- [Assigned task] The listing is to be transcribed in full, with its images left out.

- [Exercise input]

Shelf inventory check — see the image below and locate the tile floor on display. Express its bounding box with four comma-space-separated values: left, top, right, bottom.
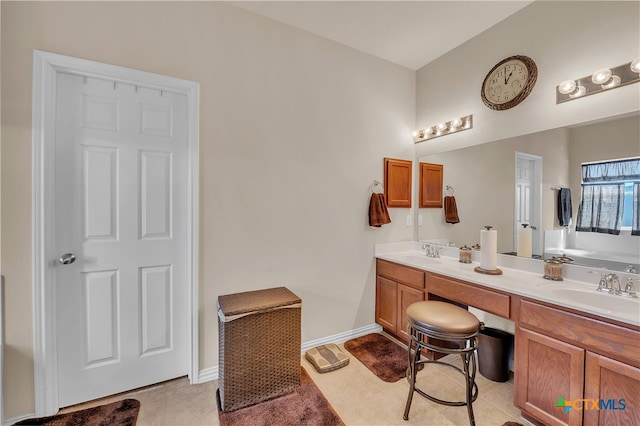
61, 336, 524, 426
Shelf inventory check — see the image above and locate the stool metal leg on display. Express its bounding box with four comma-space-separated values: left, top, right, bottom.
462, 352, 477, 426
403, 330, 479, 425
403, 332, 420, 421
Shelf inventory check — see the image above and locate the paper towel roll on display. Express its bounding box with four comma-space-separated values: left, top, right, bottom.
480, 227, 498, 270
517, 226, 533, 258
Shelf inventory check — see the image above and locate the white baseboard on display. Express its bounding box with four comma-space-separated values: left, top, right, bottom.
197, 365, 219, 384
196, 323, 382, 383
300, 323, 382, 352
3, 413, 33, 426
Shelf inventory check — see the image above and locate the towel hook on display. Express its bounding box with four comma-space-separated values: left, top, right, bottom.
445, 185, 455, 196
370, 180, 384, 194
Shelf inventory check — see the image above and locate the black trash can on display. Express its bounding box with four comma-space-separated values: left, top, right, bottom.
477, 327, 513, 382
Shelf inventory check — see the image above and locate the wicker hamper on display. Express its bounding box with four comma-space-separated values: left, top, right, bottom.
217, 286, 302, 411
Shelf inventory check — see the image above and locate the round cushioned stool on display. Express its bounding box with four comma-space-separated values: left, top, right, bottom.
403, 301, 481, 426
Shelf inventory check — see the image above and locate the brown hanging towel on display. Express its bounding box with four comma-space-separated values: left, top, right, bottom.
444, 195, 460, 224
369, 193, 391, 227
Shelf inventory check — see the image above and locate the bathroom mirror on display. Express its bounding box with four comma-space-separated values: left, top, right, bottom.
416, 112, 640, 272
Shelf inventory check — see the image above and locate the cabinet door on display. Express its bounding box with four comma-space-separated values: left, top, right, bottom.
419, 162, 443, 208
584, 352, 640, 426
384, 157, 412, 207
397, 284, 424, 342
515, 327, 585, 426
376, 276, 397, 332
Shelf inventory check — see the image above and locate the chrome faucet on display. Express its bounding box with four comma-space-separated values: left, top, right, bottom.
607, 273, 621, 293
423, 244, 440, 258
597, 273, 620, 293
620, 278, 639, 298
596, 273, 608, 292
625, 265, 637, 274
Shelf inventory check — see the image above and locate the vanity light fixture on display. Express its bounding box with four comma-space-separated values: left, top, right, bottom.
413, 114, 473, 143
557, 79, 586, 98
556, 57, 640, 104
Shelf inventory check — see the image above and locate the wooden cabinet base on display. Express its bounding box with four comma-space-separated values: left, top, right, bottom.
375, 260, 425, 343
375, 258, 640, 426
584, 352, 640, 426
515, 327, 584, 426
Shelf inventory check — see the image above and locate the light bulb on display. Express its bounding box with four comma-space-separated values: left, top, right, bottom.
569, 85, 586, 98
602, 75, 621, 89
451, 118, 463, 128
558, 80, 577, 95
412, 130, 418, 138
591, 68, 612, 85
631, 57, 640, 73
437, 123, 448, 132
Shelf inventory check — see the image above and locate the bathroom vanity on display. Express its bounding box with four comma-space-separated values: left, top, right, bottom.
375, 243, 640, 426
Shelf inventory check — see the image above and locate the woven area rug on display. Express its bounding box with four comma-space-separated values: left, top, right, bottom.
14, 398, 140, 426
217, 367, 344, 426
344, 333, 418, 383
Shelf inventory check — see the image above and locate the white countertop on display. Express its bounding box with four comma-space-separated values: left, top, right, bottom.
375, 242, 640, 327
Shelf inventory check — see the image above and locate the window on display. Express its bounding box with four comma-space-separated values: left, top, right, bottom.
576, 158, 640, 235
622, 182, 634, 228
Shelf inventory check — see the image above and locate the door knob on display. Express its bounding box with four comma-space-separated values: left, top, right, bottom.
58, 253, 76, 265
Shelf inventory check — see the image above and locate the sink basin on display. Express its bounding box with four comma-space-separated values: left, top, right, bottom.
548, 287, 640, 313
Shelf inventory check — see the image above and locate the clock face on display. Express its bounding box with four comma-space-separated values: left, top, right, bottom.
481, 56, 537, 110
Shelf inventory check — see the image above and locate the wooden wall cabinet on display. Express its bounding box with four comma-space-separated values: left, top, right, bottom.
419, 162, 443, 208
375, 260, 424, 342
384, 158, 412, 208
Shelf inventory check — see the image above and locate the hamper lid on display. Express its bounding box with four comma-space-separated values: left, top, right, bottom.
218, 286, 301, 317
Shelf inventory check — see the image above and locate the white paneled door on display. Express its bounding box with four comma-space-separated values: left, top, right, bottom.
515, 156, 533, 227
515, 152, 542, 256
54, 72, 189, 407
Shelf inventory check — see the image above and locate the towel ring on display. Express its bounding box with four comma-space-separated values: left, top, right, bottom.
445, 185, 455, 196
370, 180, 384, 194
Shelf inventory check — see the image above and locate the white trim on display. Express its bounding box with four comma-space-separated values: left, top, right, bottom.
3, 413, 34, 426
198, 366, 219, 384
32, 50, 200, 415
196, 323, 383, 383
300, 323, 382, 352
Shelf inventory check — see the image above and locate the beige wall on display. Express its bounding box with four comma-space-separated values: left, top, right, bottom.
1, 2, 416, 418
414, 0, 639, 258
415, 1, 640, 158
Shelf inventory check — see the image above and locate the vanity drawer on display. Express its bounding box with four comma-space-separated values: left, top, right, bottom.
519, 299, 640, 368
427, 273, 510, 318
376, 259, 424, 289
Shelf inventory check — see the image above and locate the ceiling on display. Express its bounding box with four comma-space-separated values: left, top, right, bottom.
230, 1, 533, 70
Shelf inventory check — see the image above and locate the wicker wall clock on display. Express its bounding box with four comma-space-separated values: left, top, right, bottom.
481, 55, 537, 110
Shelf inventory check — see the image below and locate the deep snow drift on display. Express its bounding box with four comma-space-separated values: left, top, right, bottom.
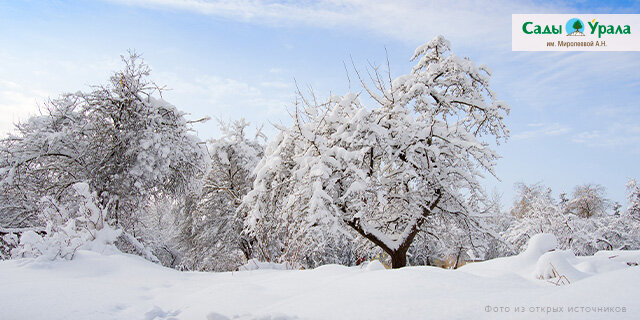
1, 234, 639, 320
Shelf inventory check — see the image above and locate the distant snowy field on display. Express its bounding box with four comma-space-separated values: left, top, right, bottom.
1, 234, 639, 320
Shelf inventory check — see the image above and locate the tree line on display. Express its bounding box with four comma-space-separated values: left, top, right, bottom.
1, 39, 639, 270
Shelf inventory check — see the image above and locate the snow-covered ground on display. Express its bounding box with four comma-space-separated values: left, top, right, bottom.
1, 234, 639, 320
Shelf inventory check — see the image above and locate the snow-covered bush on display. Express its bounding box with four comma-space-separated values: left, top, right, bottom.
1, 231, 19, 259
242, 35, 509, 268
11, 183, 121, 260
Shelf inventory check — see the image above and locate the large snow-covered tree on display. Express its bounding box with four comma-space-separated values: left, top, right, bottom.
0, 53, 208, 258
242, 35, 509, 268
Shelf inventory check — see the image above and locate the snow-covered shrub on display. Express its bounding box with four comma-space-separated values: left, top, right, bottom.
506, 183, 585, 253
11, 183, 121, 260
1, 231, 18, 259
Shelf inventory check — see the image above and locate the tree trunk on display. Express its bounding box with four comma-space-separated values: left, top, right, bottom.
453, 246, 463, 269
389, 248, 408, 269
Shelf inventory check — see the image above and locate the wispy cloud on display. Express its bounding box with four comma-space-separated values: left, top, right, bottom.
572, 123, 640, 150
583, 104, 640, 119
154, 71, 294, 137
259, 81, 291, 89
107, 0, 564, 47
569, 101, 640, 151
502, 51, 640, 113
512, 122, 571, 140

- [Response below]
Shelf inventory check — see the image below and locate the tile floor on display. Express its bounding box with four comma-space-separated values: left, top, right, bottom.
61, 336, 524, 426
Shelf inventory check — see the image above and locate the stool metal leg on display. Express its bounding box with four comma-space-separated values: left, top, right, bottom.
462, 352, 477, 426
403, 330, 479, 425
403, 332, 420, 421
Shelf inventory check — see the image above and locate the paper towel roll on display. Express its bounding box with four comma-space-separated values: left, top, right, bottom.
480, 227, 498, 270
517, 226, 533, 258
Shelf inventory check — see the image above and locate the white baseboard on display. Express its bounding box with four comma-space-separated values: left, top, right, bottom.
197, 365, 219, 384
196, 323, 382, 383
300, 323, 382, 352
3, 413, 33, 426
Shelf inventory check — see the image above and locate the towel hook on display. Express its bounding box with four comma-space-separated values: left, top, right, bottom.
445, 185, 455, 196
370, 180, 384, 194
Shelf inventory check — see the image above and locate the black trash can on display. Express its bounding box with four comma-space-separated values: left, top, right, bottom.
477, 327, 513, 382
Shelf inventory check — see the image above and locate the wicker hamper on display. Express its bounding box with four comma-space-separated values: left, top, right, bottom.
217, 286, 302, 411
Shelf inventory check — see the image above and locate the round cushioned stool on display. Express its bounding box with four comma-space-separated values: left, top, right, bottom.
403, 301, 481, 426
Shelf inventory check — see the image above and locate the brown hanging towel on display. Express its bounding box with four comma-space-separated values: left, top, right, bottom.
444, 195, 460, 224
369, 193, 391, 227
Shelf inventory check — see the image above and locate the bathroom mirror on display. Express its bounding box with four comma-space-separated values: left, top, right, bottom.
416, 112, 640, 272
Shelf inventory check — see the image above and locate the cabinet door on display. Express its bounding box with four comma-space-separated values: left, top, right, bottom.
419, 162, 443, 208
584, 352, 640, 426
384, 157, 412, 207
397, 284, 424, 342
515, 327, 585, 426
376, 276, 397, 332
Shelf inventory check — see the image above and locate the chrome faucet on display. Express its bounding box with four comma-space-separated values: left, top, right, bottom.
607, 273, 621, 293
423, 244, 440, 258
597, 273, 620, 293
620, 278, 639, 298
596, 273, 608, 292
625, 265, 637, 274
Shelf inventory check — see the image above and locate the vanity light fixture on display. Express its bounding box with four comma-space-separated values: left, top, right, bottom.
413, 114, 473, 143
557, 79, 586, 98
556, 57, 640, 104
Shelf inventory check — see the image above and locate the wooden cabinet base on display. Express its bounding box with four comma-space-separated values: left, top, right, bottom.
375, 260, 425, 343
375, 258, 640, 426
584, 352, 640, 426
515, 327, 584, 426
Shelf inventory check — see the image above and locate the light bulb on display. Express its bounding box with four comma-space-separated values: left, top, right, bottom.
569, 85, 586, 98
602, 75, 621, 89
451, 118, 463, 128
558, 80, 577, 95
412, 130, 418, 138
591, 68, 612, 85
631, 57, 640, 73
437, 123, 448, 132
Shelf inventory check — see the image above and locate the bathroom vanity on display. Express its bounding box with four comma-space-separated values: left, top, right, bottom.
375, 243, 640, 426
Shelf inventory check — see the image above and locate the woven area rug on display. Express its bounding box with four comma-space-separated values: left, top, right, bottom.
14, 398, 140, 426
217, 367, 344, 426
344, 333, 418, 383
Shelf inventory check — see the image above and locate the white countertop on display. Express its bounding box with four comma-space-separated values: left, top, right, bottom.
375, 242, 640, 327
Shelf inventory check — see the image above and locate the window on display. Express its bounding box with four comma-space-separated values: left, top, right, bottom.
576, 158, 640, 235
622, 182, 634, 228
Shelf inventory check — see the image above and locate the door knob on display. Express its bounding box with four comma-space-separated values: left, top, right, bottom.
58, 253, 76, 265
Shelf inventory check — see the image above and locate the sink basin on display. Express its bounding box with four comma-space-separated values: left, top, right, bottom.
548, 287, 640, 313
Shelf inventory check — see the image above and locate the clock face on display. Express its bounding box with four comma-space-separated values: left, top, right, bottom.
481, 56, 537, 110
Shelf inventory check — see the image above and locate the wooden wall cabinet on display. Express its bounding box with four comma-space-separated values: left, top, right, bottom.
419, 162, 443, 208
375, 260, 424, 342
384, 158, 412, 208
Shelf inventory check — see the image above and locate the hamper lid on display. Express its bounding box with four comma-space-separated values: left, top, right, bottom.
218, 286, 301, 317
Shelf inventory check — see the image above and locate the white paneled door on display. Express its bounding box with four comma-space-separated values: left, top, right, bottom.
515, 156, 533, 227
515, 152, 542, 256
54, 72, 189, 407
Shelf inventory check — see the image above and locate the towel ring on display. Express its bounding box with four comma-space-separated values: left, top, right, bottom.
445, 185, 455, 196
370, 180, 384, 194
Shelf inventory check — see the image above and locate the white trim on display. Express its bounding box with four comma-space-separated values: left, top, right, bottom.
3, 413, 34, 426
198, 366, 219, 384
32, 50, 200, 415
196, 323, 383, 383
300, 323, 382, 352
Shelf inventory check — see the image above and locate the beige wall on display. Express its bounding box with four comma-space-separated values: left, top, right, bottom.
1, 2, 416, 418
414, 0, 639, 258
415, 1, 640, 158
Shelf inventory check — see the image above and locate the vanity drawer on display. Express its bounding box with four comma-space-separated values: left, top, right, bottom.
519, 299, 640, 368
427, 273, 510, 318
376, 259, 424, 289
Shelf inventory check — see the image above and locate the ceiling on display. Express its bounding box with four comma-space-separated values: left, top, right, bottom.
230, 1, 533, 70
Shelf inventory check — see the image above and locate the wicker wall clock on display. Express its bounding box with four comma-space-separated values: left, top, right, bottom.
481, 55, 537, 110
Shelf inventory check — see the image below and locate the deep snow drift on display. Express its bounding box with four comma-space-separated values: left, top, right, bottom.
1, 234, 639, 320
Shelf inventory check — see the image above and locate the distant snowy field on display. Express its bounding box with four comma-space-separated values: left, top, right, bottom.
1, 234, 639, 320
Shelf inventory check — see the image above and locate the tree line on display. Express its bounding box with four comma-space-separated values: left, top, right, bottom.
1, 39, 639, 270
Shelf inventory check — see the image above and locate the snow-covered ground on display. Express its bounding box with four comma-space-separated values: left, top, right, bottom.
1, 234, 639, 320
Shelf inventory check — see the image above and locate the snow-covered bush on display. Express its bounding box with four comma-space-separated values: left, top, right, bottom.
1, 231, 19, 259
242, 35, 509, 268
11, 183, 121, 260
Shelf inventory check — see the image above and locate the large snow-covered tree on display. Express its bounding box with four comma-space-separated values: left, top, right, bottom.
0, 53, 208, 258
242, 35, 509, 268
Shelf inventory check — see the image above and locate the snow-covered shrub on display. Express its bounding box with four comma-space-separated values: left, top, right, bottom.
506, 183, 585, 253
11, 183, 121, 260
1, 231, 18, 259
Shelf inventory check — see the image above and locate the tree trunk on display. Express its bounding box with four comma-space-separated values: left, top, right, bottom.
453, 246, 463, 269
389, 248, 408, 269
Shelf inventory check — see the image above and locate the wispy cloud on display. Express its bounding box with four comma-space-separated values: left, top, right, bottom.
572, 123, 640, 150
583, 104, 640, 119
154, 71, 294, 137
259, 81, 291, 89
107, 0, 564, 47
569, 101, 640, 151
502, 51, 640, 113
512, 122, 571, 140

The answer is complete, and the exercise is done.